■ Work instructions
A complete, exact retyping of the data below is required.
*** Opening of Information shown ***
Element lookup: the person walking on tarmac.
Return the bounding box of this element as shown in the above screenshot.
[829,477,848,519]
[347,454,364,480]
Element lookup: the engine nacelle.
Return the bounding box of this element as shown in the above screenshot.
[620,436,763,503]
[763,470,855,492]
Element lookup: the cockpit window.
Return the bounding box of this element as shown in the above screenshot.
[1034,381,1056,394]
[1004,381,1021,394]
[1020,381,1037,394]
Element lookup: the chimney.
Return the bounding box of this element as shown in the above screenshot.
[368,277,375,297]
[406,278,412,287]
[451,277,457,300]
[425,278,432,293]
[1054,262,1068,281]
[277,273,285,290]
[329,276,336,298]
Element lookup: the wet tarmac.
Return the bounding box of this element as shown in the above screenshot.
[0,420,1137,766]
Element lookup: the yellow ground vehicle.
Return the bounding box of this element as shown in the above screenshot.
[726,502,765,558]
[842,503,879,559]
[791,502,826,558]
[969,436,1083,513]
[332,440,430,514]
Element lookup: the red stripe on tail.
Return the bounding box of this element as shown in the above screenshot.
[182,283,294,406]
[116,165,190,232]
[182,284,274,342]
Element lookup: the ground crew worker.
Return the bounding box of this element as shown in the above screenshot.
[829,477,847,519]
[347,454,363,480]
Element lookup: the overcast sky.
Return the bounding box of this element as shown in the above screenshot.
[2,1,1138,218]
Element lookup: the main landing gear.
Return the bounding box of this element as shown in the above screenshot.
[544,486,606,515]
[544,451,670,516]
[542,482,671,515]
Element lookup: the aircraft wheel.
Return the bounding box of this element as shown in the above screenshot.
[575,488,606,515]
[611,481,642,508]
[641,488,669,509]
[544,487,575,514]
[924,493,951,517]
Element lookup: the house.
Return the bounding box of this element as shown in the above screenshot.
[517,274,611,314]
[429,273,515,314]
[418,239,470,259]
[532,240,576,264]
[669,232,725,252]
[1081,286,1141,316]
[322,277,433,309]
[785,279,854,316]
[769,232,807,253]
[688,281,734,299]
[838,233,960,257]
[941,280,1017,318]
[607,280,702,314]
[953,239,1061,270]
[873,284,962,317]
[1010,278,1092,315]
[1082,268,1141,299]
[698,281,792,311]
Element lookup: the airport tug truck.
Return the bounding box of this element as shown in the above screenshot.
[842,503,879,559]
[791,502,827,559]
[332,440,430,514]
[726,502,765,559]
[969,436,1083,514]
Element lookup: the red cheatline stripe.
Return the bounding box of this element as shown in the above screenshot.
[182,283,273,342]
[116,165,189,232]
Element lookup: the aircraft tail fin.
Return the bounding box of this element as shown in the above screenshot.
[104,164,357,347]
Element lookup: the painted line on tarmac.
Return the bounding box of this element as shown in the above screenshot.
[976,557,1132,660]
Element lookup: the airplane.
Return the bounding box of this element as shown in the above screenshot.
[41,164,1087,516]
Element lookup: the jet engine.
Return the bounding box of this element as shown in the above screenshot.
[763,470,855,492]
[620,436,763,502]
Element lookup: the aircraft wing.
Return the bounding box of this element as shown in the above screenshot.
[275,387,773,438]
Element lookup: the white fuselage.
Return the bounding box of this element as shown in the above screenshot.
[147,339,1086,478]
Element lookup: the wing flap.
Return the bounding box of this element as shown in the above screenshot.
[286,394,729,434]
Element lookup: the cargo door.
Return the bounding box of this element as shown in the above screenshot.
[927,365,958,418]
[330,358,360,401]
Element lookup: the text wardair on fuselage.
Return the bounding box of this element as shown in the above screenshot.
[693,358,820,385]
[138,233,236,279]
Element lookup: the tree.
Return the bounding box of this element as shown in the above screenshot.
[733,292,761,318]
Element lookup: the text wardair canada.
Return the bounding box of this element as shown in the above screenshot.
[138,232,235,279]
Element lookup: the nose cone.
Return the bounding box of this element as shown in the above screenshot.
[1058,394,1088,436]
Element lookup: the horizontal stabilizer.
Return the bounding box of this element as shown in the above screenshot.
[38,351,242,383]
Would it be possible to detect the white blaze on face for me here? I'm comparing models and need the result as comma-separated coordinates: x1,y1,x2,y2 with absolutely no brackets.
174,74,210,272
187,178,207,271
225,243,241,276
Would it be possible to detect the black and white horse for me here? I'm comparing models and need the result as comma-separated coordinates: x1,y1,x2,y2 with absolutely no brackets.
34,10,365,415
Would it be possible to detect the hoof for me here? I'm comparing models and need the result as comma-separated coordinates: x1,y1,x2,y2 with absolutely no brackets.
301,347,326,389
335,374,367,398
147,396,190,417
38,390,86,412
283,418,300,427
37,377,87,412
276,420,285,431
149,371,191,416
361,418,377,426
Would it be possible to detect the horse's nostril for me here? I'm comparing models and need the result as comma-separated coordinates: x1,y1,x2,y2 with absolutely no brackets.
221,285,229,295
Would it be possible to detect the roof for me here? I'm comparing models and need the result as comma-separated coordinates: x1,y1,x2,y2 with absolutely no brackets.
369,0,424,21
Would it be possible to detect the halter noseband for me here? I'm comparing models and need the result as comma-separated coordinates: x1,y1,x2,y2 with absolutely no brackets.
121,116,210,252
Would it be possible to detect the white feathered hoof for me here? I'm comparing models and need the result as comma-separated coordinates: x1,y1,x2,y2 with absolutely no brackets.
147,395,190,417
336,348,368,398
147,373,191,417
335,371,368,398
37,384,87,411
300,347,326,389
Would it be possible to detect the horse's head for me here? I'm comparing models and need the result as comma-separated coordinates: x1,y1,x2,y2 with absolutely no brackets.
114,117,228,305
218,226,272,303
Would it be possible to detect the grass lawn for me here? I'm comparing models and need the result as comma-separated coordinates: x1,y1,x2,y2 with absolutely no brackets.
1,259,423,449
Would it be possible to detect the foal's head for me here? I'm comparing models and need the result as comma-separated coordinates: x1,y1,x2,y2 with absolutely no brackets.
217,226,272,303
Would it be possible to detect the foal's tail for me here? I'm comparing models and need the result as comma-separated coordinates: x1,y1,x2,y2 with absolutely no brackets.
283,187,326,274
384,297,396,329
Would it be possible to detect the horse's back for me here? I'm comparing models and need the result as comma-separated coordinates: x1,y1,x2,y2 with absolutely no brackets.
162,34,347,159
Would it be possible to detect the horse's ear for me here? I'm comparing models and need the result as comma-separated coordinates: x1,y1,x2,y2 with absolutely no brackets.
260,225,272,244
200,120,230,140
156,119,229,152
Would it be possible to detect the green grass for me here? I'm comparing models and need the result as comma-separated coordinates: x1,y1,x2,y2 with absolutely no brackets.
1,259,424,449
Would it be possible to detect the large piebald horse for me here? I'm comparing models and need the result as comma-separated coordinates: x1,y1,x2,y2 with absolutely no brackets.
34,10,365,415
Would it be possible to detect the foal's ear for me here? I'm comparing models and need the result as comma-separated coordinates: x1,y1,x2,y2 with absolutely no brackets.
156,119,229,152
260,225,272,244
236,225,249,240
*** Close of Information shown ***
■ Reply
Element lookup: the person walking on tarmac.
Return the bounding box of this element as shown in the above screenshot.
[829,477,848,519]
[347,454,364,480]
Element lookup: the engine nacelle.
Return the bounding box of this element as shown in the above screenshot.
[620,436,763,503]
[763,470,855,492]
Element lookup: the cockpit window.
Return the bounding box of this element as shown in the above screenshot.
[1034,381,1056,394]
[1004,381,1021,394]
[1020,381,1037,394]
Element lookup: the chimney.
Return the bounding box of this element as shown in the above screenshot.
[368,277,375,297]
[406,278,412,287]
[451,277,457,300]
[425,278,432,293]
[1054,262,1068,281]
[277,273,285,290]
[329,276,336,298]
Element lookup: the wet tarmac.
Return the bounding box of this element as shown in the above screenshot.
[0,420,1137,766]
Element lookup: the yellow ground vehicle.
Return the bounding box of this element as shown in the above screenshot.
[726,502,765,558]
[842,503,879,559]
[791,502,826,558]
[969,436,1083,513]
[332,440,430,514]
Element lookup: the red stripe on tail.
Return the bounding box of this element as shown in the above screenshot.
[182,283,294,406]
[116,165,190,232]
[182,284,274,342]
Element lookup: the ground crew worker.
Return the bounding box of this element as shown in the above screenshot.
[829,477,847,519]
[347,454,363,480]
Element lookup: the overcast sky.
Return the bounding box of this element as shown in the above screenshot.
[2,1,1138,218]
Element lookup: the main landing gear.
Return the bounding box of this element as shown in the above screenshot.
[544,486,606,515]
[544,451,670,516]
[542,482,671,515]
Element lookup: the aircraft wheel.
Return the bounding box of this element as shown in the above screenshot.
[575,488,606,515]
[611,481,642,508]
[641,488,669,509]
[544,487,575,514]
[924,493,951,517]
Element lookup: the house.
Return the bounding box of this element as shown in the above screenshot.
[517,274,611,314]
[429,273,515,314]
[418,239,470,259]
[532,240,576,264]
[669,232,725,252]
[1081,286,1141,316]
[322,277,433,309]
[785,279,854,316]
[769,232,807,253]
[688,281,734,299]
[838,233,960,257]
[941,280,1017,318]
[607,280,702,314]
[953,239,1061,270]
[873,284,962,317]
[1010,278,1092,315]
[1082,268,1141,299]
[698,281,792,311]
Element lookup: the airport tug truck.
Return the bounding box of this element as shown in the above screenshot.
[842,503,879,559]
[791,502,827,559]
[332,440,430,514]
[726,502,765,559]
[969,436,1083,514]
Element lookup: the red cheatline stripe.
Return the bounding box of this element as shown in the above screenshot.
[182,283,273,342]
[116,165,189,232]
Element lookup: the aircraft tail fin.
Return the bounding box of this element as shown in the above screenshot.
[104,164,357,347]
Element lookup: the painted line on tarmac.
Return the bounding box of this element as shown in the above screenshot.
[976,557,1132,660]
Element lookup: the airplane.
Return the bounding box of this element as shown in the above screenshot.
[41,164,1087,516]
Element lookup: the jet engine.
Return the bounding box of this element as shown in the above screenshot.
[763,470,855,492]
[620,436,763,502]
Element lookup: the aircraft wing.
Return the bounding box of this element as shown in the above screenshot.
[275,387,773,438]
Element lookup: the white fuselage.
Return the bounding box of this element as shown in the above screenshot.
[147,339,1086,478]
Element lookup: the wing flap.
Return the bounding box of this element as shown in the above screenshot.
[286,394,729,434]
Element lookup: the cargo door.
Return the bounding box of this element as shown in the above screenshot.
[927,365,958,418]
[330,358,360,401]
Element lookup: the text wardair on fuselage.
Return the bounding box of this element as shown in the above screenshot.
[693,358,820,385]
[138,233,236,279]
Element lookup: the tree.
Return the bounding box of this element as shown in the above screenshot.
[733,292,761,318]
Element lookup: the text wardair canada.
Return the bounding box of this element as shown in the above screenshot.
[138,232,235,279]
Element lookup: the nose cone.
Return the bounding box of this element as shown in the above screenshot.
[1058,394,1088,436]
Element lookup: the horizontal stabilizer.
Return the bounding box of this element as shown in the above screenshot.
[38,351,242,383]
Would it be possible to detect the white blaze on face for me here? I'm comparing models and need the result as comma-separated coordinates: x1,y1,x2,y2 with absolutely no brackets.
174,74,210,272
187,178,207,271
225,243,241,276
Would it be possible to detect the black and white horse for me here? I'm comparing models and need the result as comma-separated coordinates: x1,y1,x2,y2 with absolutely no brackets.
34,10,365,415
Would it be possible to detect the hoof for me here? I'm comparing models and need the result as comma-separated coordinates: x1,y1,x2,y2 with absolutely no brackets.
301,347,326,389
335,374,367,398
147,396,190,417
38,390,86,412
283,418,300,427
37,377,87,412
276,420,285,431
149,371,191,416
361,418,377,426
Would it be possible to detect the horse's nostril for me here? I'm comparing models and need the result as comma-separated coordinates: x1,y1,x2,y2 with absolutely no brackets.
221,285,229,295
Would it be possible to detect the roof for me here? I'm comparing models and need the result as comma-separated coordinates: x1,y1,x2,y2 with absolutely no brackets.
369,0,424,21
Would it be possible to detect the halter noseband for me here? I'm comparing models and need the result as comma-separated coordinates: x1,y1,x2,y2 with absolutely no brackets.
121,116,210,252
Would it be possible to detect the white feathered hoof for me here? I'm comparing models and need the result as comma-separated coordinates: x1,y1,x2,y2 with absolutely no brackets.
147,395,190,417
336,348,368,398
147,373,191,417
335,371,368,398
37,384,87,411
300,347,326,389
Would it be possible to detect the horse's head for me here? I'm comparing models and need the result as comma-separated coordinates: x1,y1,x2,y2 with absolutely no brackets.
114,117,228,305
218,226,272,303
Would it be possible to detect the grass lawn for me here? I'm comparing models and need the result as comma-separated coordinates: x1,y1,x2,y2 with absolutely no brackets.
1,259,423,449
Would it be possible to detect the foal's head for me here? I'm comparing models and need the result as comma-separated coordinates: x1,y1,x2,y2 with absolutely no brackets.
217,226,272,303
Would it be possible to detect the foal's tail for me here? I'm comparing models and need the result as comma-separated coordinates: x1,y1,x2,y2 with absolutely no brackets.
283,187,326,274
384,297,396,329
Would it be possible to detect the horse's back for me here? I'm comparing models and need the result as comma-separated coordinates: x1,y1,x2,y2 with absolutely no brackets.
162,34,347,159
Would it be possible to detect the horse's ear for me here? I'm comparing models and need the result as comma-separated coordinates: x1,y1,x2,y2 with absolutely no brackets.
260,225,272,244
200,120,230,140
156,119,229,152
Would it be possible to detect the green grass for me here? I'm comparing models and need the result as comma-separated coordinates: x1,y1,x2,y2 with absolutely no brackets.
1,259,424,449
Would it be possible to detect the large piebald horse for me here? I'm comparing models and need the result as comma-separated coordinates: x1,y1,x2,y2 with absolutely no brackets.
34,10,365,415
Would it be possible to detect the foal's ear for me here? I'm comparing models and need the result as comma-separated coordinates: x1,y1,x2,y2 with absolutely no brackets.
156,119,229,152
260,225,272,244
236,225,249,240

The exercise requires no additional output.